**GIVEN PROBLEM:**
Without the pictures, copy all the entries below exactly.

** START SUPPLIED RECORDS **

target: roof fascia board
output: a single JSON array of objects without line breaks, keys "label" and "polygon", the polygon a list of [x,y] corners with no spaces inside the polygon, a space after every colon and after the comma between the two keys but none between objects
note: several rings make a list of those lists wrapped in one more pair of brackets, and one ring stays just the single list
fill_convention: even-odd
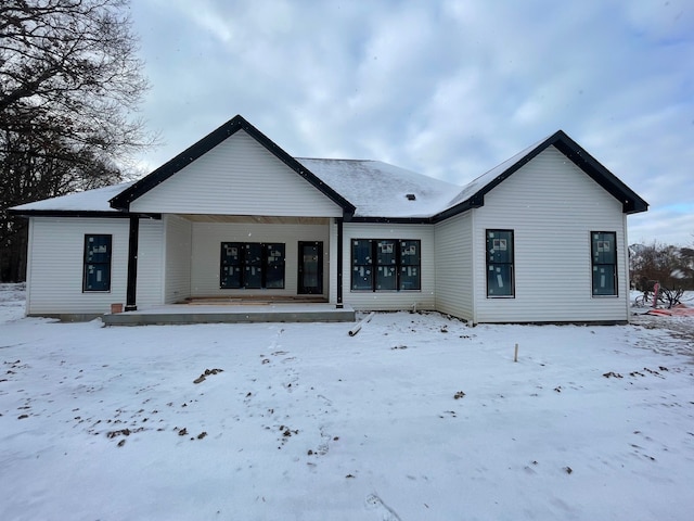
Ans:
[{"label": "roof fascia board", "polygon": [[350,219],[350,223],[374,223],[374,224],[389,224],[389,225],[430,225],[433,224],[432,217],[363,217],[355,216]]},{"label": "roof fascia board", "polygon": [[625,214],[638,214],[648,209],[648,203],[641,199],[633,190],[566,134],[562,132],[562,139],[557,139],[556,142],[551,144],[617,199],[621,203]]},{"label": "roof fascia board", "polygon": [[485,195],[490,190],[499,186],[503,180],[528,164],[549,147],[555,147],[569,161],[571,161],[571,163],[578,166],[591,179],[593,179],[609,194],[621,202],[624,213],[635,214],[648,209],[648,203],[641,199],[633,190],[627,187],[614,174],[605,168],[597,160],[590,155],[582,147],[574,141],[566,132],[564,132],[564,130],[557,130],[544,141],[538,143],[531,151],[516,161],[509,168],[499,174],[492,181],[488,182],[477,192],[473,193],[468,199],[457,204],[455,206],[452,206],[451,208],[436,214],[434,216],[434,220],[438,223],[460,213],[466,212],[470,208],[484,206]]},{"label": "roof fascia board", "polygon": [[277,143],[274,143],[270,138],[264,135],[256,127],[250,125],[246,119],[244,119],[241,115],[234,116],[232,119],[213,130],[206,137],[197,141],[195,144],[189,147],[183,152],[178,154],[176,157],[165,163],[150,175],[143,177],[136,183],[133,183],[128,189],[120,192],[115,198],[111,199],[111,206],[118,209],[128,209],[130,207],[130,203],[136,199],[140,198],[144,193],[152,190],[154,187],[164,182],[166,179],[171,177],[174,174],[181,170],[183,167],[190,165],[195,160],[200,158],[211,149],[217,147],[219,143],[230,138],[239,130],[246,131],[250,137],[253,137],[258,143],[260,143],[268,152],[278,157],[281,162],[283,162],[286,166],[296,171],[299,176],[310,182],[314,188],[320,190],[324,195],[326,195],[331,201],[337,204],[343,208],[345,215],[349,216],[355,213],[356,207],[347,201],[345,198],[339,195],[335,190],[325,185],[321,179],[319,179],[313,173],[311,173],[308,168],[301,165],[298,161],[287,154],[284,150],[282,150]]}]

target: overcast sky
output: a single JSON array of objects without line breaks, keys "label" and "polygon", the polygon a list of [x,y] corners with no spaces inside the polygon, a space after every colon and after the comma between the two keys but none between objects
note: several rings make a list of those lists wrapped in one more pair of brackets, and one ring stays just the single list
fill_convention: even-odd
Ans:
[{"label": "overcast sky", "polygon": [[131,0],[159,166],[236,114],[294,156],[464,185],[557,129],[694,243],[691,0]]}]

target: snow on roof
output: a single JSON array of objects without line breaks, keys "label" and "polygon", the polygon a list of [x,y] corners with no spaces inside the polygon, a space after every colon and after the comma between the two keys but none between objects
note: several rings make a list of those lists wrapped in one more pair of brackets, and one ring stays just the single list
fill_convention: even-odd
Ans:
[{"label": "snow on roof", "polygon": [[296,161],[354,204],[357,217],[430,217],[460,190],[455,185],[380,161]]},{"label": "snow on roof", "polygon": [[[547,138],[545,138],[547,139]],[[497,179],[497,177],[499,177],[501,174],[503,174],[504,171],[506,171],[509,168],[511,168],[513,165],[515,165],[517,162],[519,162],[520,160],[523,160],[526,155],[528,155],[530,152],[532,152],[532,150],[535,150],[540,143],[542,143],[544,141],[544,139],[538,141],[535,144],[531,144],[530,147],[528,147],[527,149],[522,150],[520,152],[518,152],[516,155],[514,155],[513,157],[507,158],[506,161],[504,161],[503,163],[494,166],[491,170],[486,171],[485,174],[483,174],[481,176],[479,176],[476,179],[473,179],[471,182],[468,182],[467,185],[465,185],[462,189],[462,191],[455,195],[447,205],[445,208],[441,209],[448,209],[450,207],[455,206],[459,203],[462,203],[464,201],[467,201],[470,198],[472,198],[473,195],[475,195],[477,192],[479,192],[483,188],[485,188],[487,185],[489,185],[490,182],[492,182],[494,179]]]},{"label": "snow on roof", "polygon": [[130,187],[134,181],[121,182],[104,188],[85,190],[60,198],[44,199],[34,203],[14,206],[14,211],[57,211],[57,212],[118,212],[108,201]]},{"label": "snow on roof", "polygon": [[[357,217],[426,218],[460,204],[527,156],[542,141],[518,152],[465,187],[416,174],[381,161],[296,157],[316,177],[349,201]],[[133,185],[105,188],[15,206],[14,211],[118,212],[110,200]],[[451,199],[451,193],[457,195]]]}]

** END SUPPLIED RECORDS **

**COMPLETED EXERCISE:**
target: roof fascia board
output: a single JSON array of objects without line breaks, keys "label" and "polygon", the polygon a list of [x,y] corners with no spaces inside the polygon, a space after every colon and after the comma between the two keys but none between objects
note: several rings make a list of those lists wrapped in one more pair of brackets, and one ring stays just the single list
fill_convention: even-odd
Ans:
[{"label": "roof fascia board", "polygon": [[350,219],[350,223],[374,223],[374,224],[389,224],[389,225],[430,225],[433,224],[432,217],[363,217],[355,216]]},{"label": "roof fascia board", "polygon": [[625,214],[638,214],[648,209],[648,203],[641,199],[633,190],[566,134],[562,132],[562,139],[557,139],[556,142],[551,144],[617,199],[621,203]]},{"label": "roof fascia board", "polygon": [[485,195],[490,190],[499,186],[503,180],[528,164],[549,147],[555,147],[569,161],[571,161],[571,163],[578,166],[591,179],[593,179],[609,194],[621,202],[624,213],[635,214],[648,209],[648,203],[641,199],[633,190],[627,187],[614,174],[605,168],[597,160],[590,155],[582,147],[574,141],[566,132],[564,132],[564,130],[557,130],[544,141],[538,143],[531,151],[516,161],[509,168],[499,174],[492,181],[488,182],[477,192],[473,193],[468,199],[457,204],[455,206],[452,206],[451,208],[436,214],[434,216],[434,220],[438,223],[460,213],[466,212],[470,208],[484,206]]},{"label": "roof fascia board", "polygon": [[277,143],[274,143],[270,138],[264,135],[256,127],[250,125],[246,119],[244,119],[241,115],[234,116],[232,119],[213,130],[206,137],[197,141],[195,144],[189,147],[183,152],[178,154],[176,157],[165,163],[150,175],[143,177],[136,183],[133,183],[128,189],[120,192],[115,198],[111,199],[111,206],[118,209],[128,209],[130,207],[130,203],[136,199],[140,198],[144,193],[152,190],[154,187],[164,182],[166,179],[171,177],[174,174],[181,170],[183,167],[190,165],[195,160],[200,158],[211,149],[217,147],[219,143],[230,138],[239,130],[246,131],[250,137],[253,137],[258,143],[260,143],[268,152],[278,157],[281,162],[283,162],[286,166],[296,171],[299,176],[310,182],[314,188],[320,190],[324,195],[326,195],[331,201],[337,204],[343,208],[345,215],[349,216],[355,213],[356,207],[347,201],[345,198],[339,195],[335,190],[325,185],[321,179],[319,179],[313,173],[311,173],[308,168],[301,165],[298,161],[287,154],[284,150],[282,150]]}]

target: overcast sky
output: a single JSON array of objects without line breaks, keys "label" and "polygon", the polygon a list of [x,y] corners with no spaces inside the polygon, a space after every colon and after the comma between the two keys but none between objects
note: several rings make a list of those lists wrapped in one more pair of brackets, and one ring stays just the single list
fill_convention: even-odd
Ans:
[{"label": "overcast sky", "polygon": [[131,0],[159,166],[236,114],[294,156],[464,185],[557,129],[694,243],[691,0]]}]

target: snow on roof
output: a single JSON array of objects without line breaks, keys "label" and "polygon", the polygon a list of [x,y] corners with no spaces inside the polygon, a space after every colon and after the comma between the two keys but none between objects
note: several rings make a list of those lists wrapped in one more pair of brackets, and one ring stays just the single list
fill_convention: even-odd
Ans:
[{"label": "snow on roof", "polygon": [[296,161],[354,204],[357,217],[430,217],[460,190],[455,185],[380,161]]},{"label": "snow on roof", "polygon": [[[547,138],[545,138],[547,139]],[[497,179],[497,177],[499,177],[501,174],[503,174],[504,171],[506,171],[509,168],[511,168],[513,165],[515,165],[517,162],[519,162],[520,160],[523,160],[526,155],[528,155],[530,152],[532,152],[532,150],[535,150],[540,143],[542,143],[544,141],[544,139],[538,141],[535,144],[531,144],[530,147],[528,147],[527,149],[522,150],[520,152],[518,152],[516,155],[514,155],[513,157],[507,158],[506,161],[504,161],[503,163],[494,166],[491,170],[486,171],[485,174],[483,174],[481,176],[479,176],[476,179],[473,179],[471,182],[468,182],[467,185],[465,185],[462,189],[462,191],[455,195],[447,205],[445,208],[441,209],[448,209],[450,207],[455,206],[459,203],[462,203],[464,201],[467,201],[470,198],[472,198],[473,195],[475,195],[477,192],[479,192],[483,188],[485,188],[487,185],[489,185],[490,182],[492,182],[494,179]]]},{"label": "snow on roof", "polygon": [[130,187],[134,181],[121,182],[104,188],[85,190],[60,198],[44,199],[34,203],[14,206],[14,211],[57,211],[57,212],[118,212],[108,201]]},{"label": "snow on roof", "polygon": [[[357,217],[426,218],[460,204],[527,156],[542,141],[518,152],[465,187],[416,174],[381,161],[296,157],[316,177],[349,201]],[[133,185],[105,188],[15,206],[14,211],[118,212],[110,200]],[[451,199],[451,193],[457,195]]]}]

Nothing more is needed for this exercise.